Dataset excerpt ->
---*---
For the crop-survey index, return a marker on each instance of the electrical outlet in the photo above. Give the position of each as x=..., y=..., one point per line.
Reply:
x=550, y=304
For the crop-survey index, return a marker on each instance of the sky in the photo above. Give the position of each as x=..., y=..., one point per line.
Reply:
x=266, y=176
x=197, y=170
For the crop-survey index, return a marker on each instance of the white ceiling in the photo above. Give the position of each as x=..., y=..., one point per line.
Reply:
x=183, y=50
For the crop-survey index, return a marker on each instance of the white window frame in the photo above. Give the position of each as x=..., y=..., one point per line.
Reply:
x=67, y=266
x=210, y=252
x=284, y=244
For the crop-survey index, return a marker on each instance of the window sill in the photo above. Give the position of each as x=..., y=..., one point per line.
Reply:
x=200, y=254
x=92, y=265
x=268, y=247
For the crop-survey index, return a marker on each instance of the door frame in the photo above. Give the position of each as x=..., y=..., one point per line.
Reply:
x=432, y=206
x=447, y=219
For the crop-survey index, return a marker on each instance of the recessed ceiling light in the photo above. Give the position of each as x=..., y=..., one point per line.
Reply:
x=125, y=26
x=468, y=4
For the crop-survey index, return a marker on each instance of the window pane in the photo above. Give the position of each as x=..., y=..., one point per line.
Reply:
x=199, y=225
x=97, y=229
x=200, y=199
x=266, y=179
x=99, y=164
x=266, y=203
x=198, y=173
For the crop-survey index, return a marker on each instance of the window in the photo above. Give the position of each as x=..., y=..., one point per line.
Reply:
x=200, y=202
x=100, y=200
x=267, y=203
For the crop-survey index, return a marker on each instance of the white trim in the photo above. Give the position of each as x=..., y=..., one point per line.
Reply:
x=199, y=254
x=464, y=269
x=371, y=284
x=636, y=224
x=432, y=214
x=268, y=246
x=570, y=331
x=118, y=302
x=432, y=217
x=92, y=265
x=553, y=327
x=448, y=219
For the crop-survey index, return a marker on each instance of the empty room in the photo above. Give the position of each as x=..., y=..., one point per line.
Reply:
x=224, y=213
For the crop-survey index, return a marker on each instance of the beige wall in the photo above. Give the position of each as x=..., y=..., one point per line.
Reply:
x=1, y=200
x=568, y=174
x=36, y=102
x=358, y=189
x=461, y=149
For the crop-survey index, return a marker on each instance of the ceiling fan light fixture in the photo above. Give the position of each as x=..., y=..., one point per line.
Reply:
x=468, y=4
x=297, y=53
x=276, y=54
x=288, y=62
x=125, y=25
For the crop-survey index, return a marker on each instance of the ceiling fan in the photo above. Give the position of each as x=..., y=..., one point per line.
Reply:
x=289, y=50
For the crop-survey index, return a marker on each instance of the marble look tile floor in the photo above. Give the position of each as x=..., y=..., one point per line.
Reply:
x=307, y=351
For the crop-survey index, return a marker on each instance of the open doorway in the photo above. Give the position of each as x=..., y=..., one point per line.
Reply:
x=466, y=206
---*---
Task directions -> Update the rows above by swapping "return a marker" for "place a marker" wherever it occurs, then give all the rows again with nothing else changed.

In response ->
For the crop-survey index, place a marker on each instance of the electrical outlet in the photo above. Give the position of each as x=..., y=..., one point per line.
Reply:
x=550, y=304
For the crop-survey index, place a marker on each instance of the sky in the photo above. Give the position of each as x=..., y=..., one point per line.
Reply:
x=266, y=176
x=197, y=170
For the crop-survey index, place a marker on each instance of the white ceiling in the photo above. Give the position of each as x=..., y=..., one point per line.
Reply:
x=183, y=50
For the crop-survey index, place a marker on each instance of the white window frame in the photo above. Give the position of each as x=..., y=..., one point per line.
Reply:
x=67, y=266
x=210, y=252
x=284, y=244
For the crop-survey index, place a marker on each instance of the window sill in the photo above. Give the position of each as x=..., y=..., one point per line.
Reply:
x=200, y=254
x=92, y=265
x=268, y=247
For the crop-survey index, place a marker on each instance of the door frame in the photo above. Give the position of each as x=..., y=..., one point per line.
Reply:
x=432, y=206
x=447, y=219
For the crop-survey index, place a marker on each instance of the recessed ceiling light in the photo above. Give the position of each as x=..., y=..., one point per line.
Reply:
x=125, y=26
x=468, y=4
For the crop-survey index, place a marker on each instance of the window pane in the photo above. Give the position of each as x=..., y=..., one point per line.
Reply:
x=199, y=225
x=97, y=229
x=200, y=199
x=266, y=179
x=99, y=164
x=266, y=203
x=198, y=173
For the crop-survey index, place a marker on each instance of the window in the photo above. Give the position of each as x=..., y=..., one point per line.
Reply:
x=200, y=202
x=100, y=200
x=267, y=203
For the crop-survey index, place a marker on each instance of the white trim in the photo above. Give the position of each as x=..., y=..., one point per line.
Reply:
x=199, y=254
x=464, y=269
x=371, y=284
x=636, y=224
x=432, y=214
x=268, y=246
x=570, y=331
x=118, y=302
x=432, y=217
x=92, y=265
x=553, y=327
x=448, y=219
For the crop-survey index, place a marker on each instance of the empty room in the photo above. Give the position of each as x=..., y=..., one point per line.
Reply:
x=224, y=213
For the crop-survey index, place a marker on each instance of the beige wall in the photo above. Give the position of each as x=..., y=..., one point per line.
Reply:
x=1, y=200
x=568, y=174
x=36, y=102
x=358, y=189
x=461, y=149
For the crop-survey index, place a marker on each instance of the ceiling fan light fixture in the photo above. Give the position of each as x=..., y=..., one point per line.
Reply:
x=468, y=4
x=297, y=53
x=276, y=54
x=288, y=62
x=125, y=25
For the crop-survey index, place a marker on each instance of the ceiling fan in the photo above. Give the position of each as x=..., y=..., one point per line.
Reply:
x=289, y=50
For the crop-survey index, place a marker on each instance of the marble look tile floor in the photo above. Give the position of each as x=..., y=..., one point per line.
Reply:
x=307, y=351
For the crop-survey index, place a marker on each instance of the open doorway in the photo above. Give the position of each as x=..., y=..., one point per line.
Reply:
x=466, y=206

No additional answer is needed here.